◆ What you have to do
Output all of the data exactly as it appears, but leave out any pictures it contains.

(Dataset excerpts)
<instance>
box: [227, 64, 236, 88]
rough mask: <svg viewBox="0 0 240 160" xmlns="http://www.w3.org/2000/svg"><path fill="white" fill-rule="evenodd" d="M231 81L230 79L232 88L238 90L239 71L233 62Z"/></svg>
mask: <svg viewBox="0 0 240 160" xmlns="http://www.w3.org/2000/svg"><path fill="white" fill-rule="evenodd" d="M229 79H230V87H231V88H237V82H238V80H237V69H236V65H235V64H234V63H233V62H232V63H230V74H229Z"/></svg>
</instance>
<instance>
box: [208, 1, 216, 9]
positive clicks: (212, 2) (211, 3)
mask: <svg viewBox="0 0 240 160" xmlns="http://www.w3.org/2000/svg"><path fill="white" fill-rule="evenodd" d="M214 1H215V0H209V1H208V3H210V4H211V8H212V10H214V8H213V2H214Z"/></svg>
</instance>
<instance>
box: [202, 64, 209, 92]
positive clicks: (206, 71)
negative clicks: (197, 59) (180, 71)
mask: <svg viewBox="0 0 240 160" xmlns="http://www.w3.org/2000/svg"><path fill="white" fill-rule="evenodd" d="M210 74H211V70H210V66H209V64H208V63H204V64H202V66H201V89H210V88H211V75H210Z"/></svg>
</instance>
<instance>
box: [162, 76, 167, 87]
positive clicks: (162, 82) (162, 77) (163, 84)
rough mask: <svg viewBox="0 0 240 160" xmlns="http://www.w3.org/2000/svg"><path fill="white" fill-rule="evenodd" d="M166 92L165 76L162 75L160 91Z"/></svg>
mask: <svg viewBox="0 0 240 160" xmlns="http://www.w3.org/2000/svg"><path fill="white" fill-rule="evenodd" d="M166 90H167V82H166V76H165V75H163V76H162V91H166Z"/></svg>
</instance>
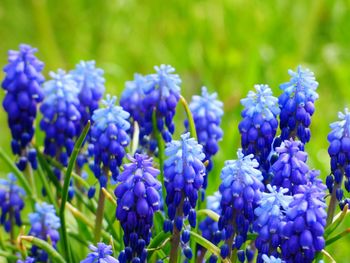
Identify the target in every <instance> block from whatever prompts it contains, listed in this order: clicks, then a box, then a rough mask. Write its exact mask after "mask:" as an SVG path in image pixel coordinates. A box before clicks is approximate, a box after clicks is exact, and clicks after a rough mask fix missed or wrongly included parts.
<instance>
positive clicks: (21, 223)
mask: <svg viewBox="0 0 350 263" xmlns="http://www.w3.org/2000/svg"><path fill="white" fill-rule="evenodd" d="M16 181H17V179H16V177H15V176H14V175H13V174H9V175H8V180H5V179H1V178H0V207H1V214H0V215H1V216H0V224H1V225H3V226H4V228H5V231H6V232H11V230H12V229H13V227H14V224H16V225H17V226H21V225H22V220H21V211H22V210H23V208H24V201H23V197H24V196H25V192H24V190H23V189H22V188H21V187H19V186H17V185H16Z"/></svg>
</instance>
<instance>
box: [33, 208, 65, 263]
mask: <svg viewBox="0 0 350 263" xmlns="http://www.w3.org/2000/svg"><path fill="white" fill-rule="evenodd" d="M29 222H30V225H31V229H30V231H29V235H31V236H34V237H37V238H40V239H42V240H45V241H48V238H50V241H51V243H52V246H53V247H54V248H56V244H57V242H58V240H59V233H58V229H59V228H60V227H61V223H60V219H59V217H57V215H56V211H55V208H54V206H53V205H50V204H47V203H45V202H44V203H41V204H39V203H36V204H35V212H34V213H31V214H29ZM30 256H31V257H33V258H35V259H36V260H38V261H42V262H46V261H47V260H48V255H47V253H46V252H45V251H44V250H42V249H40V248H38V247H37V246H32V248H31V255H30Z"/></svg>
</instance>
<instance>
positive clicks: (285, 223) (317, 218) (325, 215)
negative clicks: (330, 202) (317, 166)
mask: <svg viewBox="0 0 350 263" xmlns="http://www.w3.org/2000/svg"><path fill="white" fill-rule="evenodd" d="M318 175H319V173H318V172H316V171H312V172H310V173H309V174H308V183H307V184H305V185H303V186H301V187H300V191H299V193H297V194H294V195H293V201H292V202H291V203H290V204H289V207H288V209H287V212H286V215H287V217H286V220H285V222H283V223H282V224H281V226H280V231H281V232H280V233H281V237H282V245H281V258H282V259H283V260H285V261H286V262H306V263H307V262H313V260H314V258H315V256H316V253H317V252H319V251H321V250H322V249H323V248H324V247H325V240H324V228H325V225H326V217H327V213H326V210H325V208H326V203H325V199H324V197H325V190H326V186H325V185H324V184H323V183H322V181H321V180H320V179H319V178H318Z"/></svg>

◆ Task result
<instance>
box: [227, 64, 236, 88]
rough mask: <svg viewBox="0 0 240 160" xmlns="http://www.w3.org/2000/svg"><path fill="white" fill-rule="evenodd" d="M231 81L230 79L232 88L238 90L239 71L233 62Z"/></svg>
mask: <svg viewBox="0 0 240 160" xmlns="http://www.w3.org/2000/svg"><path fill="white" fill-rule="evenodd" d="M229 79H230V87H231V88H237V82H238V80H237V69H236V65H235V64H234V63H233V62H232V63H230V74H229Z"/></svg>
</instance>
<instance>
box: [208, 1, 216, 9]
positive clicks: (212, 2) (211, 3)
mask: <svg viewBox="0 0 240 160" xmlns="http://www.w3.org/2000/svg"><path fill="white" fill-rule="evenodd" d="M214 1H215V0H209V1H208V3H210V4H211V8H212V10H214V8H213V2H214Z"/></svg>
</instance>
<instance>
box: [202, 64, 209, 92]
positive clicks: (206, 71)
negative clicks: (197, 59) (180, 71)
mask: <svg viewBox="0 0 240 160" xmlns="http://www.w3.org/2000/svg"><path fill="white" fill-rule="evenodd" d="M210 74H211V70H210V66H209V64H208V63H204V64H202V66H201V89H210V88H211V75H210Z"/></svg>
</instance>
<instance>
box: [162, 76, 167, 87]
positive clicks: (162, 82) (162, 77) (163, 84)
rough mask: <svg viewBox="0 0 240 160" xmlns="http://www.w3.org/2000/svg"><path fill="white" fill-rule="evenodd" d="M166 92L165 76L162 75L160 91Z"/></svg>
mask: <svg viewBox="0 0 240 160" xmlns="http://www.w3.org/2000/svg"><path fill="white" fill-rule="evenodd" d="M166 90H167V82H166V76H165V75H163V76H162V91H166Z"/></svg>
</instance>
Identify the target in every <instance> block from whatever prompts it contains, listed in this order: clicks, then a box, then a rough mask. Write its exact mask after "mask:" as an SVG path in image pixel coordinates. A box before clicks is approximate, a box after clicks is exact, and clicks after a rough mask fix missed or wrongly included parts.
<instance>
positive clicks: (21, 223)
mask: <svg viewBox="0 0 350 263" xmlns="http://www.w3.org/2000/svg"><path fill="white" fill-rule="evenodd" d="M16 181H17V179H16V177H15V176H14V175H13V174H9V175H8V180H5V179H1V178H0V207H1V214H0V215H1V216H0V224H1V225H3V226H4V228H5V231H6V232H11V230H12V229H13V227H14V224H16V225H17V226H21V225H22V220H21V211H22V210H23V208H24V201H23V197H24V196H25V192H24V190H23V189H22V188H21V187H19V186H17V185H16Z"/></svg>
</instance>
<instance>
box: [33, 208, 65, 263]
mask: <svg viewBox="0 0 350 263" xmlns="http://www.w3.org/2000/svg"><path fill="white" fill-rule="evenodd" d="M29 222H30V225H31V229H30V231H29V235H31V236H34V237H37V238H40V239H42V240H45V241H48V238H50V241H51V243H52V246H53V247H54V248H56V244H57V242H58V240H59V233H58V229H59V228H60V227H61V223H60V219H59V217H57V215H56V211H55V208H54V206H53V205H50V204H47V203H45V202H44V203H41V204H39V203H36V204H35V212H34V213H31V214H29ZM30 256H31V257H33V258H35V259H36V260H38V261H42V262H46V261H47V260H48V255H47V253H46V252H45V251H44V250H42V249H40V248H38V247H37V246H32V248H31V255H30Z"/></svg>
</instance>
<instance>
positive clicks: (285, 223) (317, 218) (325, 215)
negative clicks: (330, 202) (317, 166)
mask: <svg viewBox="0 0 350 263" xmlns="http://www.w3.org/2000/svg"><path fill="white" fill-rule="evenodd" d="M318 175H319V173H318V172H316V171H312V172H310V173H309V174H308V183H307V184H305V185H303V186H301V187H300V191H299V193H297V194H294V195H293V201H292V202H291V203H290V204H289V207H288V209H287V212H286V215H287V217H286V220H285V222H283V223H282V224H281V226H280V231H281V232H280V233H281V237H282V245H281V258H282V259H283V260H285V261H286V262H306V263H307V262H313V260H314V258H315V256H316V253H317V252H319V251H321V250H322V249H323V248H324V247H325V240H324V228H325V225H326V217H327V213H326V210H325V208H326V203H325V199H324V197H325V190H326V186H325V185H324V184H323V183H322V181H321V180H320V179H319V178H318Z"/></svg>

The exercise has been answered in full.